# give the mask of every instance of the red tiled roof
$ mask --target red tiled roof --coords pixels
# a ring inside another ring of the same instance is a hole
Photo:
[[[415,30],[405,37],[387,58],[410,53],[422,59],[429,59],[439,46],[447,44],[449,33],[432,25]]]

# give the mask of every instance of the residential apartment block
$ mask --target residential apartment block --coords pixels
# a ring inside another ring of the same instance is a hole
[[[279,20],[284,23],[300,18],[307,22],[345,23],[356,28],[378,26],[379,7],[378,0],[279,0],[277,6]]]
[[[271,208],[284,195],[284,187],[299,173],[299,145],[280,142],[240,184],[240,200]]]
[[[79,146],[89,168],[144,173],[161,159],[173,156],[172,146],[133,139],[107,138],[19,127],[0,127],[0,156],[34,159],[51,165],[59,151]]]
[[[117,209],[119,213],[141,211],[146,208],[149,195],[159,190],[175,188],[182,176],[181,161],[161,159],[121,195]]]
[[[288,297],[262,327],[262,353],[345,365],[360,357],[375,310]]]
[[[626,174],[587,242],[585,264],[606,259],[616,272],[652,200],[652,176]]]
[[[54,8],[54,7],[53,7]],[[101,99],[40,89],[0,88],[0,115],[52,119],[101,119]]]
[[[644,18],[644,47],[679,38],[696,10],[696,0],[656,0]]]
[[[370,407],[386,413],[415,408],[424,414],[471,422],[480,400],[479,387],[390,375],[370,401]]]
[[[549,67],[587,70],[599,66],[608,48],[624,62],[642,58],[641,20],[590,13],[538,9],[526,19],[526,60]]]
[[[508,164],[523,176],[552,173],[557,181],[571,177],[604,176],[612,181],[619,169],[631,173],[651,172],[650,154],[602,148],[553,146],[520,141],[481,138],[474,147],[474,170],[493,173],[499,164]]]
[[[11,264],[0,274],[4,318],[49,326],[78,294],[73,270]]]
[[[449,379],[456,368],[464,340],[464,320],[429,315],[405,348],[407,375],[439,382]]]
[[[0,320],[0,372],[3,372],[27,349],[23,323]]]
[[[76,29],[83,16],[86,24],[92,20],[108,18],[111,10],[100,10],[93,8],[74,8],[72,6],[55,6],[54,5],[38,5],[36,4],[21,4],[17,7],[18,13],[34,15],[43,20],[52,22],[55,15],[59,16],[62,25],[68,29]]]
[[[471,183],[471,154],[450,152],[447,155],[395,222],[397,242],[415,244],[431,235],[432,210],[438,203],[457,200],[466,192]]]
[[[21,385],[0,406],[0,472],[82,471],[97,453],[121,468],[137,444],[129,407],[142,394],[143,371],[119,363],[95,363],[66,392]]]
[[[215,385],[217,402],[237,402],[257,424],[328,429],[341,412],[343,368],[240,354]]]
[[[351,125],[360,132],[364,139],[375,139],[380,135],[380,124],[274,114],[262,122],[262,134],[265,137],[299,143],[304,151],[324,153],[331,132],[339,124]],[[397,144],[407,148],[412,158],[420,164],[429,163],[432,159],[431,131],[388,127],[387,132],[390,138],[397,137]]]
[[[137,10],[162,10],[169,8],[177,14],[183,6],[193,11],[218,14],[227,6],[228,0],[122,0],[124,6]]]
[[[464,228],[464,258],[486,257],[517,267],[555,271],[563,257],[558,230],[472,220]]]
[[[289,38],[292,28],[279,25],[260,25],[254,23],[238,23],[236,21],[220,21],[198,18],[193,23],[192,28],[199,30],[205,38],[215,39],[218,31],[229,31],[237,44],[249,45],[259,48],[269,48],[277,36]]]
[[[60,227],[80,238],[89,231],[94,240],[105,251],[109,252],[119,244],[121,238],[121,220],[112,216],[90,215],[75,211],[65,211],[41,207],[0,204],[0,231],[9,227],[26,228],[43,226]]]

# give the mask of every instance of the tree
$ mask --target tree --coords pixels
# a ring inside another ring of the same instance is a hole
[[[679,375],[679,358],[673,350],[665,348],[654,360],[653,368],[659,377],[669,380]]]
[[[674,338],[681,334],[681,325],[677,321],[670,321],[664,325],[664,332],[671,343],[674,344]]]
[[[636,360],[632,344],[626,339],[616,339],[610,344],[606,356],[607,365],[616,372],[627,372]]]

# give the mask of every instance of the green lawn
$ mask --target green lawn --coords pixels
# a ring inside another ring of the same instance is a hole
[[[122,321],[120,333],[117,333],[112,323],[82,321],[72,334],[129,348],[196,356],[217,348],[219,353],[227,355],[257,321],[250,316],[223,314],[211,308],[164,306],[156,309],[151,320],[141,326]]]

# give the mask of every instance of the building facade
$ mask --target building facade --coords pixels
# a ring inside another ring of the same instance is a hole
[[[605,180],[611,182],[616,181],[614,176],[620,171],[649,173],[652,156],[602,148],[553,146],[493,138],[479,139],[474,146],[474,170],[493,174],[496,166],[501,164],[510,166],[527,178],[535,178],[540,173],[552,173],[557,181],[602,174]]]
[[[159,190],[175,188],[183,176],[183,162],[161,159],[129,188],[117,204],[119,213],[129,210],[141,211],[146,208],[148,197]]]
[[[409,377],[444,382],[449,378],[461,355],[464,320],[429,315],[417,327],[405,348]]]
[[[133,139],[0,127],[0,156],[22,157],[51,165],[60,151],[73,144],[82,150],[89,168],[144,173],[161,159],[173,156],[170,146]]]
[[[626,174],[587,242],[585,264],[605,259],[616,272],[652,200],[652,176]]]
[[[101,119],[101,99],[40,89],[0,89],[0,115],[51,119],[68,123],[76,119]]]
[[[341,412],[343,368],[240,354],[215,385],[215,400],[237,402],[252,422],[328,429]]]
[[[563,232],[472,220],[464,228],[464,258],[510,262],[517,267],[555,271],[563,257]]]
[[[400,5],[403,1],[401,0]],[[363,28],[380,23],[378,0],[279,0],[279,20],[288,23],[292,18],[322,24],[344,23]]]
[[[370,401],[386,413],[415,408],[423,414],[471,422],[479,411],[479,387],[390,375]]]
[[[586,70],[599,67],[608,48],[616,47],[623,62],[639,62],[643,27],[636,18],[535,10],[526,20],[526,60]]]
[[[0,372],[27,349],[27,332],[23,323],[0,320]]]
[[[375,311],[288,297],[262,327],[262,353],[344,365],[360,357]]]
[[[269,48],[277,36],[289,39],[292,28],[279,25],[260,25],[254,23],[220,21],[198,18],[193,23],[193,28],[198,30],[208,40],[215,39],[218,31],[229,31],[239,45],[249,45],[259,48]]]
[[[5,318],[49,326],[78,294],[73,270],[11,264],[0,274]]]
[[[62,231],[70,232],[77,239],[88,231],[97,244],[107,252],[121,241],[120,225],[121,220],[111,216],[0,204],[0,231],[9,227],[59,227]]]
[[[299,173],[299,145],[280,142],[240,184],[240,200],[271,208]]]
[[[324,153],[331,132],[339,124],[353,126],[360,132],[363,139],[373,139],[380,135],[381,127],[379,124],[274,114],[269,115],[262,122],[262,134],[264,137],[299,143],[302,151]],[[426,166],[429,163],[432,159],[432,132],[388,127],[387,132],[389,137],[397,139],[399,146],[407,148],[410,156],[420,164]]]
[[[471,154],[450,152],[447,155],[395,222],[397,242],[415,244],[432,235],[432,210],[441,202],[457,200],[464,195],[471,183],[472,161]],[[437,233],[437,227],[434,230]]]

•••••

# AIM OF THE EXERCISE
From the records above, extract everything verbatim.

# RESPONSE BELOW
# give the mask of every instance of the red tiled roof
$ mask --target red tiled roof --coords pixels
# a ring inside another ring of the same instance is a hole
Photo:
[[[415,30],[405,37],[387,58],[410,53],[422,59],[429,59],[439,46],[447,44],[449,33],[432,25]]]

# give the mask of every instance of the residential apartment block
$ mask --target residential apartment block --coords pixels
# a ring inside another ring of the same instance is a hole
[[[279,20],[284,23],[300,18],[307,22],[345,23],[356,28],[378,26],[379,7],[378,0],[279,0],[277,6]]]
[[[271,208],[284,195],[284,187],[299,173],[299,145],[280,142],[240,184],[240,200]]]
[[[79,146],[89,168],[144,173],[161,159],[173,156],[172,146],[133,139],[107,138],[19,127],[0,127],[0,156],[34,159],[51,165],[59,151]]]
[[[117,209],[119,213],[141,211],[146,208],[149,195],[159,190],[175,188],[182,176],[181,161],[161,159],[121,195]]]
[[[288,297],[262,327],[262,353],[345,365],[360,357],[375,310]]]
[[[626,174],[587,242],[585,264],[606,259],[616,272],[652,200],[652,176]]]
[[[54,8],[54,7],[53,7]],[[101,99],[40,89],[0,88],[0,115],[52,119],[101,119]]]
[[[644,18],[644,47],[679,38],[696,10],[696,0],[656,0]]]
[[[370,407],[386,413],[415,408],[424,414],[471,422],[480,400],[479,387],[390,375],[370,401]]]
[[[549,67],[587,70],[599,66],[608,48],[624,62],[642,58],[641,20],[590,13],[538,9],[526,19],[526,60]]]
[[[508,164],[523,176],[552,173],[557,181],[571,177],[604,176],[612,181],[619,169],[631,173],[651,172],[650,154],[602,148],[553,146],[520,141],[481,138],[474,147],[474,170],[493,173],[499,164]]]
[[[11,264],[0,274],[4,318],[49,326],[78,294],[73,270]]]
[[[449,379],[456,368],[464,340],[464,320],[429,315],[405,348],[407,375],[439,382]]]
[[[0,320],[0,372],[3,372],[27,349],[23,323]]]
[[[76,29],[83,16],[86,24],[92,20],[108,18],[111,10],[100,10],[93,8],[74,8],[72,6],[55,6],[54,5],[38,5],[36,4],[21,4],[17,7],[18,13],[34,15],[43,20],[52,22],[55,15],[59,16],[62,25],[68,29]]]
[[[471,183],[471,154],[450,152],[447,155],[395,222],[397,242],[415,244],[431,235],[432,210],[438,203],[457,200],[466,192]]]
[[[21,385],[0,406],[0,472],[82,471],[97,453],[121,468],[137,444],[129,407],[142,394],[143,371],[119,363],[95,363],[66,392]]]
[[[215,385],[217,402],[237,402],[257,424],[328,429],[341,412],[343,368],[240,354]]]
[[[351,125],[360,132],[364,139],[375,139],[380,135],[380,124],[274,114],[262,122],[262,134],[265,137],[299,143],[304,151],[324,153],[331,132],[339,124]],[[397,144],[407,148],[412,158],[420,164],[429,163],[432,159],[431,131],[388,127],[387,132],[390,138],[397,137]]]
[[[137,10],[162,10],[169,8],[177,14],[183,6],[193,11],[218,14],[227,6],[228,0],[122,0],[124,6]]]
[[[464,228],[464,258],[486,257],[517,267],[555,271],[563,257],[558,230],[472,220]]]
[[[289,38],[292,28],[279,25],[260,25],[254,23],[238,23],[236,21],[220,21],[198,18],[193,23],[192,28],[199,30],[205,38],[215,39],[218,31],[229,31],[237,44],[249,45],[259,48],[269,48],[277,36]]]
[[[60,227],[80,238],[89,231],[94,240],[105,251],[109,252],[119,244],[121,238],[121,220],[112,216],[90,215],[75,211],[65,211],[41,207],[0,204],[0,231],[9,227],[26,228],[43,226]]]

# give the mask of every instance of the tree
$ mask --target tree --coords pixels
# a ring inside another ring of the same instance is a hole
[[[679,375],[679,358],[673,350],[665,348],[654,360],[653,368],[659,377],[669,380]]]
[[[674,338],[681,334],[681,325],[677,321],[670,321],[664,325],[664,332],[671,343],[674,344]]]
[[[636,360],[632,344],[626,339],[616,339],[610,344],[606,356],[607,365],[616,372],[627,372]]]

# give the mask of every instance of the green lawn
$ mask --target green lawn --coords pixels
# a ring inside another ring of the same instance is a hole
[[[122,321],[120,333],[117,333],[112,323],[82,321],[72,334],[129,348],[196,356],[217,348],[219,353],[227,355],[257,321],[250,316],[223,314],[211,308],[164,306],[156,309],[151,320],[141,326]]]

# give the mask of every instance of the building facade
$ mask --target building facade --coords pixels
# a ring inside another ring of the same instance is a hole
[[[605,180],[611,182],[616,181],[614,176],[620,171],[649,173],[652,156],[602,148],[553,146],[493,138],[479,139],[474,146],[474,170],[493,174],[496,166],[501,164],[510,166],[527,178],[535,178],[540,173],[552,173],[557,181],[602,174]]]
[[[159,190],[175,188],[183,176],[183,162],[161,159],[129,188],[117,204],[119,213],[129,210],[141,211],[146,208],[148,197]]]
[[[409,377],[444,382],[449,378],[461,355],[464,320],[429,315],[417,327],[405,348]]]
[[[133,139],[0,127],[0,156],[22,157],[51,165],[60,151],[73,144],[82,150],[89,168],[144,173],[161,159],[173,156],[170,146]]]
[[[626,174],[587,242],[585,264],[605,259],[616,272],[652,200],[652,176]]]
[[[101,119],[101,99],[40,89],[0,89],[0,115],[51,119],[68,123],[76,119]]]
[[[341,412],[343,368],[240,354],[215,385],[215,400],[237,402],[252,422],[328,429]]]
[[[563,232],[472,220],[464,228],[464,258],[510,262],[517,267],[555,271],[563,257]]]
[[[400,5],[403,1],[401,0]],[[363,28],[380,23],[378,0],[279,0],[279,20],[288,23],[292,18],[322,24],[344,23]]]
[[[370,401],[386,413],[415,408],[423,414],[471,422],[479,411],[479,387],[390,375]]]
[[[586,70],[599,67],[608,48],[616,47],[623,62],[639,62],[643,27],[636,18],[535,10],[526,20],[526,60]]]
[[[0,372],[27,349],[27,332],[23,323],[0,320]]]
[[[375,311],[288,297],[262,327],[262,353],[344,365],[360,357]]]
[[[269,48],[277,36],[289,39],[292,28],[279,25],[260,25],[254,23],[220,21],[198,18],[193,23],[193,28],[198,30],[208,40],[215,39],[218,31],[229,31],[239,45],[249,45],[259,48]]]
[[[5,318],[49,326],[78,294],[73,270],[11,264],[0,274]]]
[[[62,231],[70,232],[77,239],[88,231],[97,244],[107,252],[121,241],[120,225],[121,220],[111,216],[0,204],[0,231],[9,227],[59,227]]]
[[[299,173],[299,145],[280,142],[240,184],[240,200],[271,208]]]
[[[324,153],[331,132],[339,124],[353,126],[360,132],[363,139],[373,139],[380,135],[381,127],[379,124],[274,114],[269,115],[262,122],[262,134],[264,137],[299,143],[302,151]],[[426,166],[429,163],[432,159],[432,132],[388,127],[387,132],[389,137],[397,139],[399,146],[407,148],[410,156],[420,164]]]
[[[471,154],[450,152],[447,155],[395,222],[397,242],[415,244],[432,235],[432,210],[441,202],[457,200],[464,195],[471,183],[472,161]],[[437,233],[437,227],[434,230]]]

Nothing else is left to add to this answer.